[Data pulled from a collection]
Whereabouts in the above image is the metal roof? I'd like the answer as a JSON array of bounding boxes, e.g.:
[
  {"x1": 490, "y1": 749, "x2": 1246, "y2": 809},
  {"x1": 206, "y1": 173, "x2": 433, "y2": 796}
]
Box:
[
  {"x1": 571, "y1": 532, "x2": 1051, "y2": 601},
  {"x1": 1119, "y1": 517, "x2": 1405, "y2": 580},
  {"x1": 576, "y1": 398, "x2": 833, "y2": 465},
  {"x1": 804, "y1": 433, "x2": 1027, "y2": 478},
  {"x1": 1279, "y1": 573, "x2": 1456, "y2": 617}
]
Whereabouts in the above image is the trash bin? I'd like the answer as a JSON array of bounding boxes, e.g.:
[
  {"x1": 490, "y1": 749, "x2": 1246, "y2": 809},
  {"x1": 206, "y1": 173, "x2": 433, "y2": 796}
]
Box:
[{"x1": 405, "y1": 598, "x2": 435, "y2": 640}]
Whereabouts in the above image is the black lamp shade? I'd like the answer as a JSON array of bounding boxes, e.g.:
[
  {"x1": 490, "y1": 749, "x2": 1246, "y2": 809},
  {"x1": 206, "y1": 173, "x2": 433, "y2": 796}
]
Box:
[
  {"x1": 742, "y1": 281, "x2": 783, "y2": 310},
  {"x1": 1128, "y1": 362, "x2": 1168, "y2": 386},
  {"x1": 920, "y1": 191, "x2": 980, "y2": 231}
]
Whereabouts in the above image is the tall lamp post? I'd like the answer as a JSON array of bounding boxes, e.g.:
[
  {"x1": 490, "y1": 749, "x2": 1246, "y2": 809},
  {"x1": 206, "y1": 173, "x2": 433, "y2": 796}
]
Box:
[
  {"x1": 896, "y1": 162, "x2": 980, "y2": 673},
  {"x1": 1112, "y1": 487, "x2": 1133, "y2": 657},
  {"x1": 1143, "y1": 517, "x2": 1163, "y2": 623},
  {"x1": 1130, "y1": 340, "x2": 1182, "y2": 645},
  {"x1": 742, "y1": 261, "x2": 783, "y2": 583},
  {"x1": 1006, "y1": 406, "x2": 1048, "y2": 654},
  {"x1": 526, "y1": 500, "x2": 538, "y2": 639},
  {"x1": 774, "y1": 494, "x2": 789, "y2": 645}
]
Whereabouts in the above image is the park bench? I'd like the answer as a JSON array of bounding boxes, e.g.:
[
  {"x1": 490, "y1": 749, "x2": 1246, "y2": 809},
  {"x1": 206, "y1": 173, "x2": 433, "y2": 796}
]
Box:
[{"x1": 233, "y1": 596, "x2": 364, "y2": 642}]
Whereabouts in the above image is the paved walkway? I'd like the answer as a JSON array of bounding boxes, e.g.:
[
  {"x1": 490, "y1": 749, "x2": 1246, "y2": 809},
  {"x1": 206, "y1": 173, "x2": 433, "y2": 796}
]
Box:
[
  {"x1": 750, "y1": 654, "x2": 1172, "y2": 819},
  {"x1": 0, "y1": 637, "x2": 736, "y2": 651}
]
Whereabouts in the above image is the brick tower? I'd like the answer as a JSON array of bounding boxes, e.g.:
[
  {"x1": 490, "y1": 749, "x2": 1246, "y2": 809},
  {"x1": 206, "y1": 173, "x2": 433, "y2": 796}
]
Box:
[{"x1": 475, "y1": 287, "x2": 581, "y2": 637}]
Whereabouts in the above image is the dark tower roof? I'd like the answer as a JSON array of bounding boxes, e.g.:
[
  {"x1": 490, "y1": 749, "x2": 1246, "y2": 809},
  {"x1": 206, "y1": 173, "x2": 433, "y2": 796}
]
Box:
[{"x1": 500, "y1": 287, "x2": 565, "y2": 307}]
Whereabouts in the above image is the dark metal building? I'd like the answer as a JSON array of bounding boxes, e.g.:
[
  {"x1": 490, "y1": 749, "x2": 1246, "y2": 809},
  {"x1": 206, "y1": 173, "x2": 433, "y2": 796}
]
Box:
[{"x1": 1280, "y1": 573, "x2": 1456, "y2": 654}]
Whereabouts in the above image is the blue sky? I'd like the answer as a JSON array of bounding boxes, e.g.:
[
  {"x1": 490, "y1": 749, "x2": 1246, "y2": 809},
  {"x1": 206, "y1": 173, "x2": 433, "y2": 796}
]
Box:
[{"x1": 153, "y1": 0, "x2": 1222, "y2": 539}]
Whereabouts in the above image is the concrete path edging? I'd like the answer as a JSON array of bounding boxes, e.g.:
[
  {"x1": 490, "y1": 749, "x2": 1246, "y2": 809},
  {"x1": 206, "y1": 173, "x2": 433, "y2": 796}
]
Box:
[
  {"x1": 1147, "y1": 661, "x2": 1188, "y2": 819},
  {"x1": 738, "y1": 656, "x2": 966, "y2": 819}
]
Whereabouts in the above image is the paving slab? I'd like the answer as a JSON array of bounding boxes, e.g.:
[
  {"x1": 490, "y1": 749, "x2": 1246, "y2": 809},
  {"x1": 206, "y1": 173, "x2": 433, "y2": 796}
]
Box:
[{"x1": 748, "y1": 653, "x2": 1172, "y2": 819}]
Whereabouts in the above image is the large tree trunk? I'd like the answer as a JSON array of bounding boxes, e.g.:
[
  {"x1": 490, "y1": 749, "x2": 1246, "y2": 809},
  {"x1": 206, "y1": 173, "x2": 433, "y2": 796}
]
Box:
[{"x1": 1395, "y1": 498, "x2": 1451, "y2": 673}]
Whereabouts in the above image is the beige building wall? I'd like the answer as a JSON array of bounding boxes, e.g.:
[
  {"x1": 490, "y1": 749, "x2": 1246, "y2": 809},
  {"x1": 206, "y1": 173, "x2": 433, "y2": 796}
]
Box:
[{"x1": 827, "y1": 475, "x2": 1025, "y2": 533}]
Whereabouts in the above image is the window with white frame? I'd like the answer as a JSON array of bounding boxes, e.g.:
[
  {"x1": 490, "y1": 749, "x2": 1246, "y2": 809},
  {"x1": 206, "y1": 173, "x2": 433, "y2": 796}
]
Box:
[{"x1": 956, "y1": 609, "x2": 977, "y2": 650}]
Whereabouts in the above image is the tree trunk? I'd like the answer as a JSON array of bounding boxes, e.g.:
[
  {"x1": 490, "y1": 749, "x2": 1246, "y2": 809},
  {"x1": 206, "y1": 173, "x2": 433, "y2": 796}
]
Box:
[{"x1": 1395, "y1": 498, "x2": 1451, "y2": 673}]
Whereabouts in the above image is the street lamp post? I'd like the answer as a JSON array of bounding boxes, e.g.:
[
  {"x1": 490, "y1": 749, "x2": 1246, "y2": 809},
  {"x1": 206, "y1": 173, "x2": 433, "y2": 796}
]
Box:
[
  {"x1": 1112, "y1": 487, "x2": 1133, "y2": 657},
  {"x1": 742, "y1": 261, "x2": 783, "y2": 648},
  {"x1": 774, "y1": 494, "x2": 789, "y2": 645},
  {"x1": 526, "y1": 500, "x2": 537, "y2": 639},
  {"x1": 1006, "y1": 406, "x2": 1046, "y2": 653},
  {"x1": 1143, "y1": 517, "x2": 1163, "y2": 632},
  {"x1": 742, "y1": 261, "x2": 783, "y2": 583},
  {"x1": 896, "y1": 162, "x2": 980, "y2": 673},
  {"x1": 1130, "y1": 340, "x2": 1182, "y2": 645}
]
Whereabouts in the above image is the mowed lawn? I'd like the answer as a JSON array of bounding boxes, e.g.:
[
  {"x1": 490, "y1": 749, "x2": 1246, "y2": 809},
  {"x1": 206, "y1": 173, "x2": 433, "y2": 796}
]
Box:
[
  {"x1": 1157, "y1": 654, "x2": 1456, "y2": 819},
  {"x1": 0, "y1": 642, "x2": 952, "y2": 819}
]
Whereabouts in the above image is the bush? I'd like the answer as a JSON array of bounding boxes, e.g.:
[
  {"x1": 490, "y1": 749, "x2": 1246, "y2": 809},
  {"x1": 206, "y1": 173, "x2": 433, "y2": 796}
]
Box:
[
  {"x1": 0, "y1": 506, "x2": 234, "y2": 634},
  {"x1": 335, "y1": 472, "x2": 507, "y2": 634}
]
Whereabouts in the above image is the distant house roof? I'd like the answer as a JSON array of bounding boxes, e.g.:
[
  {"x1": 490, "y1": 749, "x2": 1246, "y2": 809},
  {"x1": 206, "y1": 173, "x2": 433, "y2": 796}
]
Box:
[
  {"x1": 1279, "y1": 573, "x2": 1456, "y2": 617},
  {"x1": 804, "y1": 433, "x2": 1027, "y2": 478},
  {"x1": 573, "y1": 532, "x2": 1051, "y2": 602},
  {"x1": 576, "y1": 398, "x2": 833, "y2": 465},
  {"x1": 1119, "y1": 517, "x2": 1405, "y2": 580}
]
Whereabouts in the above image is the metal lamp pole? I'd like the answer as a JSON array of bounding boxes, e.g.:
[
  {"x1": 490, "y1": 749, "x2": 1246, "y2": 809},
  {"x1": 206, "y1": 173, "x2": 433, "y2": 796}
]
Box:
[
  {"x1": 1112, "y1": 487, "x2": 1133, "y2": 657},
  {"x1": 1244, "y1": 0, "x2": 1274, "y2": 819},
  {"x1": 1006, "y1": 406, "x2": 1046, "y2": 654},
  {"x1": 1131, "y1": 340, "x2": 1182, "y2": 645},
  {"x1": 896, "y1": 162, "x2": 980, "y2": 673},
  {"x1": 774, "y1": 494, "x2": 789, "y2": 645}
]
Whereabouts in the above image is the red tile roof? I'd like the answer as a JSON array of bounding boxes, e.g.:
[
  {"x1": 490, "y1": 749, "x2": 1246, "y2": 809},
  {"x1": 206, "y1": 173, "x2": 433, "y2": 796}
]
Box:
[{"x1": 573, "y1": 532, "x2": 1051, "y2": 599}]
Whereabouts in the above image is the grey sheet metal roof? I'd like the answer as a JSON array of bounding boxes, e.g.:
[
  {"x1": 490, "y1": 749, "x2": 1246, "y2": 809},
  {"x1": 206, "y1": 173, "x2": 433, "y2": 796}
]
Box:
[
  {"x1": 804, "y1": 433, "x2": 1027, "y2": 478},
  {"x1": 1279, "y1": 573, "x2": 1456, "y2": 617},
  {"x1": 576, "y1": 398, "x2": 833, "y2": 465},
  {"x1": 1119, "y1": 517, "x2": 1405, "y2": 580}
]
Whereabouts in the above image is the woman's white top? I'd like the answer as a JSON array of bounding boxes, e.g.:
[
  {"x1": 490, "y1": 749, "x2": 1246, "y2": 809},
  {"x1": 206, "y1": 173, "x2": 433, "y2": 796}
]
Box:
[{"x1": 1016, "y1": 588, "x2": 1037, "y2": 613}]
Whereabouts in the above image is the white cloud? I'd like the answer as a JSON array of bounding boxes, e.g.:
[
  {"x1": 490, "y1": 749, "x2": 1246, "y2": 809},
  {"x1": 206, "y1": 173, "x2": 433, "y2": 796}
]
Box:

▶ _GIVEN REQUEST_:
Please pull out every line of the rows above that contains the word "building", and copy each one in full.

▶ _REPLY_:
Whereabouts in the above image is the dark metal building? I'd like the answer as a JSON array of bounding boxes, e.g.:
Whereabouts in the above image is the beige building wall? I'd like the answer as a JSON array of bounding boxes, e.g.:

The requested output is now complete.